→ **研讀問題**
1. 根據研讀文本,說明李白為何把《大鵬遇希有鳥賦》稱為「少作」,又為何說它「未窮宏達之旨」。
2. 判斷以下各項是否符合研讀文本,逐項回答「是」或「否」,並引用文中的關鍵字句:(a)李白結識司馬承禎是在離蜀之前;(b)廣漢太守曾親自到李白的住處探看;(c)據王琦推算,李白隱居岷山學道約在三十歲左右。
3. 依照研讀文本,李白是在什麼地方見到司馬子微的?

→ **研讀文本**

────────────────

李白生活在開元天寶年間崇奉道教的時代,他年輕時即受到道教影響,據他自述:“十五遊神仙,仙遊未曾歇。吹笛吟松風,泛瑟窺海月。西山玉童子,使我練金骨。欲逐黃鶴飛,相呼向蓬闕”。(《感興八首》其四,《李太白全集》第1104頁,下引(《李太白全集》簡稱《全集》)。這說明李白少年時代即響往修煉成仙。李白未離蜀時即曾隱居學道,如他在《上安州裴長史書》中自述:“又昔與逸人東嚴子隱於岷山之陽,白巢居數年,不跡城市。養奇禽千計,呼皆就掌取食,了無驚猜。廣漢太守聞而異之,詣廬親睹,因舉二以有道,並不起。此則白養高忘機,不屈之跡也。”(《全集》第1246頁)據王琦《李白年譜》推算,李白隱居岷山學道約在二十歲左右。上引逸人東嚴子無法詳考,但是表明李白以隱居學道為高尚,這也是他推重道教之原因。

李白離蜀後,曾結識茅山派道士司馬承禎,據他自述:“餘昔於江陵見天台司馬子微,謂餘有仙風道骨,可與神遊八極之表,因著《大鵬遇希有鳥賦》以自廣。此賦已傳於世,往往人間見之。悔其少作,未窮宏達之旨,中年棄之。……“(《大鵬賦序》,《全集》第2頁)據這一記述,李白結識司馬承楨當在剛離蜀時,約二十四、五歲時,《大鵬賦》為他早期創作,故稱為“少作”,對道教之理解尚不成熟,故說“未窮宏達之旨。”李白自比大鵬,而以司馬承禎比希有鳥,藉以抒發道家情懷。

────────────────

→ **所示資料**
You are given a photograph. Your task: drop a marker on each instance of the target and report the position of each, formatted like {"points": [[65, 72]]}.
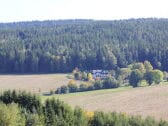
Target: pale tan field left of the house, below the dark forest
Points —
{"points": [[33, 83]]}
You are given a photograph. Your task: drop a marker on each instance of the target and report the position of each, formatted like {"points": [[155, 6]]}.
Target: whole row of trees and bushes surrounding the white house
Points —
{"points": [[135, 74]]}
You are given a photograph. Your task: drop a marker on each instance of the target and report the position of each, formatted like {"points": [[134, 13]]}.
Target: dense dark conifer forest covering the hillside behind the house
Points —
{"points": [[60, 46]]}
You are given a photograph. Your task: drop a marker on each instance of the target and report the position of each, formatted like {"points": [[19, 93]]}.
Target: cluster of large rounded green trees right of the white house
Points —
{"points": [[144, 72]]}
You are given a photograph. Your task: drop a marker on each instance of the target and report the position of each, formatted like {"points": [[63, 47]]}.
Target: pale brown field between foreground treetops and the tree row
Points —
{"points": [[144, 101]]}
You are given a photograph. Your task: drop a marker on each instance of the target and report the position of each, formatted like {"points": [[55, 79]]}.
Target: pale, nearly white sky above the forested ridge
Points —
{"points": [[27, 10]]}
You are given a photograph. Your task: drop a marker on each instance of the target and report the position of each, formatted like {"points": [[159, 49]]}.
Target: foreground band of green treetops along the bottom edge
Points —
{"points": [[14, 112]]}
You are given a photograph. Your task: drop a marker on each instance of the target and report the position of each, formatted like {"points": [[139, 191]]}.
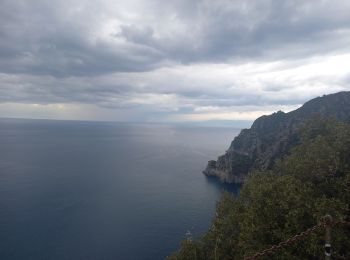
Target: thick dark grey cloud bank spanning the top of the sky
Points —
{"points": [[53, 38]]}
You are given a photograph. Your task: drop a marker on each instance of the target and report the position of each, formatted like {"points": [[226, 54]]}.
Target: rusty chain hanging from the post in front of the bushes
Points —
{"points": [[297, 238]]}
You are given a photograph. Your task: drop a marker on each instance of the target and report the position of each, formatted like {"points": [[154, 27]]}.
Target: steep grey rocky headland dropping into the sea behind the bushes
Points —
{"points": [[271, 137]]}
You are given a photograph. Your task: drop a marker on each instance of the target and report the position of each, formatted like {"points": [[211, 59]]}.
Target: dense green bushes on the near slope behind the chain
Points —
{"points": [[310, 182]]}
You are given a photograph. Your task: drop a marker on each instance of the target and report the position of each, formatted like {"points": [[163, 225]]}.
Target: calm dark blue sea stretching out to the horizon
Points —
{"points": [[82, 190]]}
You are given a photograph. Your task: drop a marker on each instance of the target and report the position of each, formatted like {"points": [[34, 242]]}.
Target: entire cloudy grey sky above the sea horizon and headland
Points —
{"points": [[181, 61]]}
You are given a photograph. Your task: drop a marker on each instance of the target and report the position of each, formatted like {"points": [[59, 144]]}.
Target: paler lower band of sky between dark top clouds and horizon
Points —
{"points": [[185, 93]]}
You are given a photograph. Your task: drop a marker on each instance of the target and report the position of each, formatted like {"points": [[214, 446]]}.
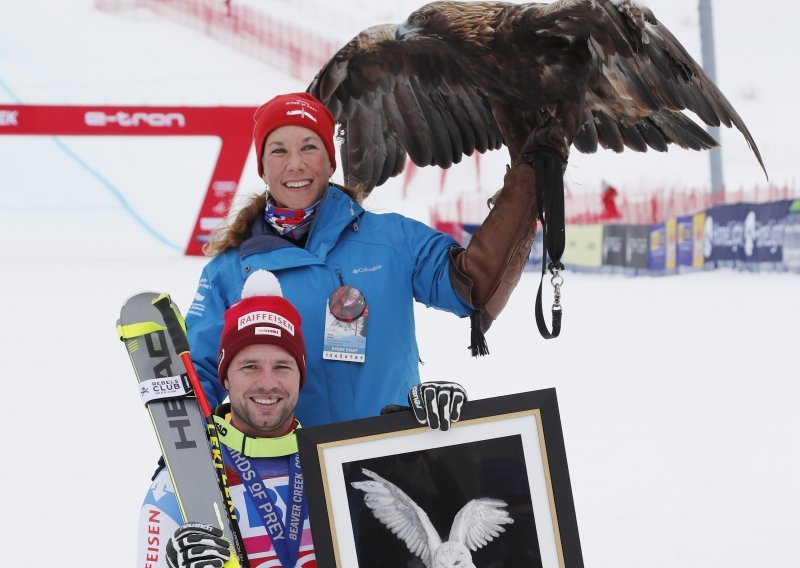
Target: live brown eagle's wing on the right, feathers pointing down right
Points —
{"points": [[644, 79]]}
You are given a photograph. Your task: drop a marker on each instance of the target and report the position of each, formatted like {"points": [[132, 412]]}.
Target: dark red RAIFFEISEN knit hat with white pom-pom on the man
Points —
{"points": [[262, 316]]}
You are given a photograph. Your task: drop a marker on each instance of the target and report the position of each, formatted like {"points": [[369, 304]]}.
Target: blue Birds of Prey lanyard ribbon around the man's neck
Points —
{"points": [[285, 542]]}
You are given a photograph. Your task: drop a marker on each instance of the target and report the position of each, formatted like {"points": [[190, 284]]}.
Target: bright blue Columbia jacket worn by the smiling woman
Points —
{"points": [[391, 259]]}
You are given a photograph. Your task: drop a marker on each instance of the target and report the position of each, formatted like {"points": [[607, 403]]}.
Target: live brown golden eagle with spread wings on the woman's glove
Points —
{"points": [[456, 77]]}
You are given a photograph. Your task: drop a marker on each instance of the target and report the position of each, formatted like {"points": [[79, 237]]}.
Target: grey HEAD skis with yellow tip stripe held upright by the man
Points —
{"points": [[153, 331]]}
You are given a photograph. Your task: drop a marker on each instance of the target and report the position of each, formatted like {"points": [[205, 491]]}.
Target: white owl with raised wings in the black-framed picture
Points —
{"points": [[476, 524]]}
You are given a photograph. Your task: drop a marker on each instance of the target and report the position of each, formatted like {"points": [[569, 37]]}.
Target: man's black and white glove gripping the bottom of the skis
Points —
{"points": [[195, 545]]}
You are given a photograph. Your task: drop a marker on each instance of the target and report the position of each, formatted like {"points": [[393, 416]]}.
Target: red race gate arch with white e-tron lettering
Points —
{"points": [[232, 125]]}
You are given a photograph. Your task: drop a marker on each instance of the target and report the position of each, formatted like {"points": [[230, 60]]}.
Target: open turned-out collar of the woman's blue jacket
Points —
{"points": [[335, 214]]}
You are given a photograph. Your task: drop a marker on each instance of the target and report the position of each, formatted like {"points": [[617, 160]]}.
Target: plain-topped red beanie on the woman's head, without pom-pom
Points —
{"points": [[298, 109]]}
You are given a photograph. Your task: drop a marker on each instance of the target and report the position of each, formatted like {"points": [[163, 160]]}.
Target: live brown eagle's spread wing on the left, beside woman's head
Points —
{"points": [[393, 99]]}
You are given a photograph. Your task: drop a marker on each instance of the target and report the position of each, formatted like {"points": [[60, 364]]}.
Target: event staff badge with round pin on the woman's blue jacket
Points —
{"points": [[346, 326]]}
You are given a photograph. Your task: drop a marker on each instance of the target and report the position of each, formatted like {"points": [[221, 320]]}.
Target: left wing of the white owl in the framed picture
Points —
{"points": [[400, 514]]}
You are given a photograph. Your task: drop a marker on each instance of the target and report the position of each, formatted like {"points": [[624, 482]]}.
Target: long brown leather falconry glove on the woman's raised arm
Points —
{"points": [[488, 270]]}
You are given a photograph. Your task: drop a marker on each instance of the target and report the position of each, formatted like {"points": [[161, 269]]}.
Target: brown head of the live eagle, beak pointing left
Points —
{"points": [[467, 21]]}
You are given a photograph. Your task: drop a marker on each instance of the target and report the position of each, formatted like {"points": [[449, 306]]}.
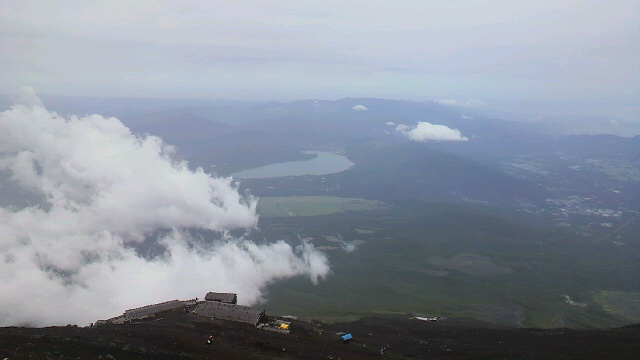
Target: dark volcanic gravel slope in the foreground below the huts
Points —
{"points": [[176, 335]]}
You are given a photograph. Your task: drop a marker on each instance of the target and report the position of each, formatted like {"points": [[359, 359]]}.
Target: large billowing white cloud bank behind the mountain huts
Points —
{"points": [[70, 259]]}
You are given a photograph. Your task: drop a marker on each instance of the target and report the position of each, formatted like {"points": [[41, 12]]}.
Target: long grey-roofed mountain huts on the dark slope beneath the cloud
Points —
{"points": [[215, 305]]}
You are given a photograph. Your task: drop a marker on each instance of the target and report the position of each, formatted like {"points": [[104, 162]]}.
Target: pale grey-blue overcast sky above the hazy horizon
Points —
{"points": [[576, 54]]}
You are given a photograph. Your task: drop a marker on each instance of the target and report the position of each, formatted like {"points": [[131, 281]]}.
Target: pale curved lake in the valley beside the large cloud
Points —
{"points": [[324, 163]]}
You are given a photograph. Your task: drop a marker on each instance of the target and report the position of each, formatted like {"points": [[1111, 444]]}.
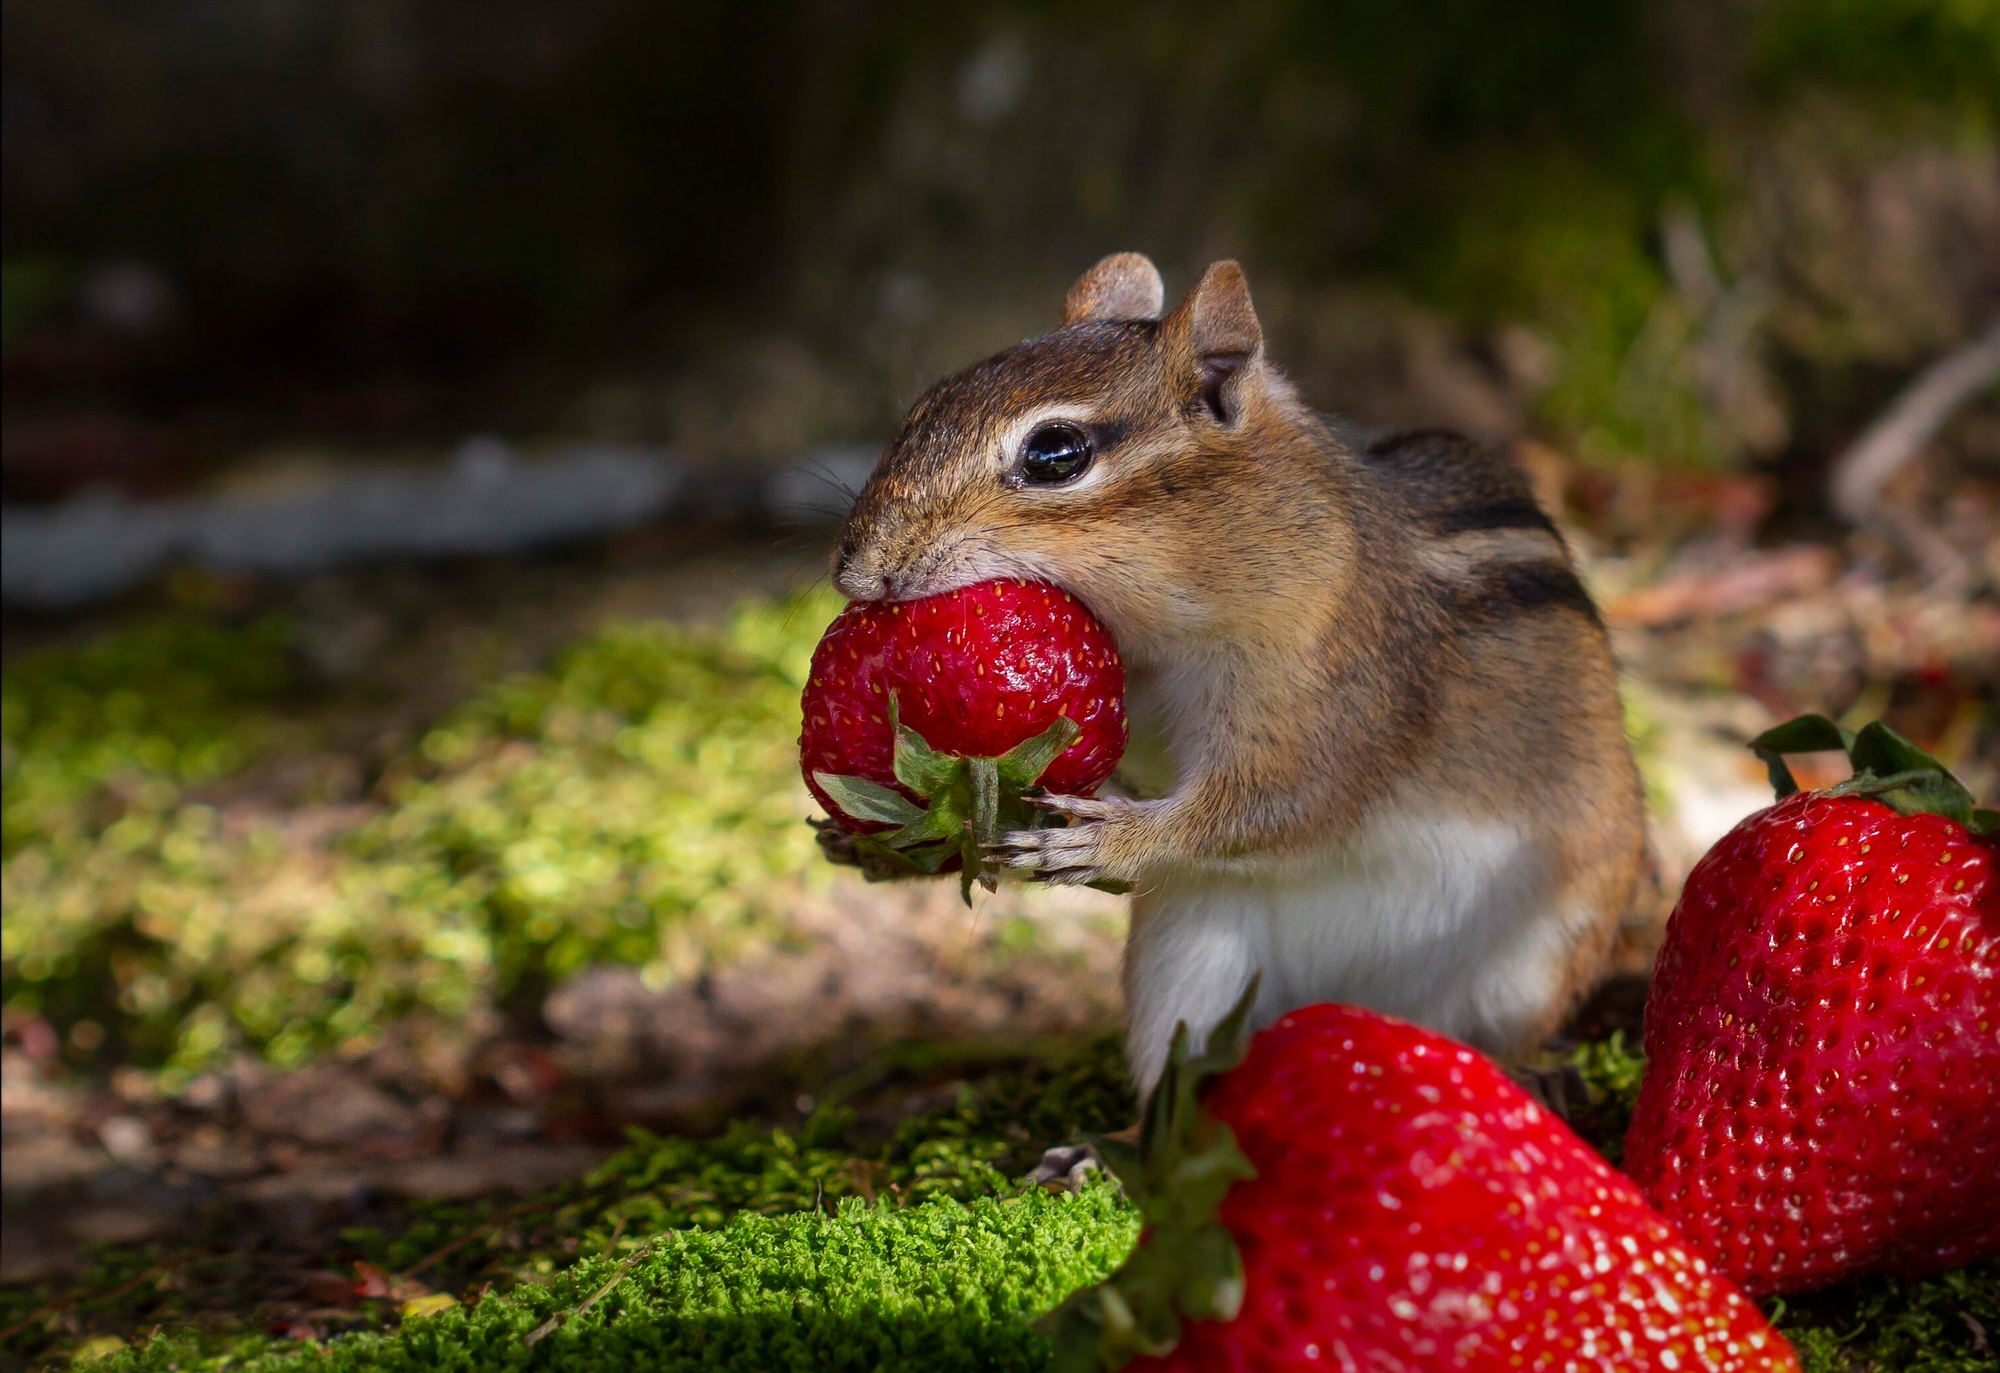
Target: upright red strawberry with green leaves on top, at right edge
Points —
{"points": [[1823, 1038]]}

────────────────

→ **依序答案**
1. 因為這篇賦是李白早期的創作,所以稱為「少作」。當時他對道教的理解還不成熟,所以說「未窮宏達之旨」。

2.
(a)否:「李白離蜀後,曾結識茅山派道士司馬承禎」
(b)是:「廣漢太守聞而異之,詣廬親睹」
(c)否:「李白隱居岷山學道約在二十歲左右」

3. 在江陵。